▶ Текст для работы:
^^^^^^^^^^^^^^^^

Для понимания феномена этот парадокс небезразличен. Будучи полемически заострено против общепринятых, «филистерских» норм поведения, выставляемое напоказ телесное безобразие преследовало духовно-нравственные цели. Однако в то же время оно подчеркивало уникальность юродства в системе средневековых зрелищ. Юродство ярким пятном выдавалось на фоне официальных действ, церковных и светских, с их благопристойной красотой и торжественным чином. Но даже в сравнении с народным карнавалом, со скоморошьими представлениями, где царило безудержное веселье, юродство потрясало зрителя. Самое безобразное зрелище претендовало на роль зрелища самого душеполезного.

^^^^^^^^^^^^^^^^

▶ Исходные данные:

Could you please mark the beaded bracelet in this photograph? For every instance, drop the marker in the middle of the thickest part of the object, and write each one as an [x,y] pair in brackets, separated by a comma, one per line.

^^^^^^^^^^^^^^^^

▶ Задания:
1. Ответьте по тексту о юродстве на три вопроса:
(а) Против каких норм поведения было полемически заострено выставляемое напоказ телесное безобразие?
(б) Чем отличались официальные действа, церковные и светские?
(в) Что царило в народном карнавале и скоморошьих представлениях?
2. Продолжите текст о юродстве: напишите следующий за ним абзац.
Данные не имеют отношения к тексту о юродстве.

▶ Ответы к заданиям:
1.
(а) Против общепринятых, «филистерских» норм поведения.
(б) Благопристойной красотой и торжественным чином.
(в) Безудержное веселье.

2.
На поверхностный взгляд, все эти противоречия могли быть устранены без особых затруднений: ведь достаточно зрителю осознать, что на юродивом почиет благодать, как все игровое действо разрушается. Швырянье каменьев и плевки не будут возмущать толпу, нагота не будет резать глаза, а эпатирование безнравственностью не оскорбит чувства приличия. Казалось бы, проникнуться таким настроением легко: к синодальному периоду православная церковь почитала несколько десятков юродивых, и если не полные жития их, то службы и проложные памяти были отлично ведомы рядовым прихожанам. В службах повторялись мотивы «биения, и укорения, и пхания от невеглас», и богомольцам следовало бы раз навсегда понять свою вину. И все-таки время текло, а «безумные человеки» не хотели ничему научиться. В чем тут дело, отчего драма юродства разыгрывалась веками, отчего занавес опустился только при Петре, когда Синод перестал признавать юродивых подвижниками?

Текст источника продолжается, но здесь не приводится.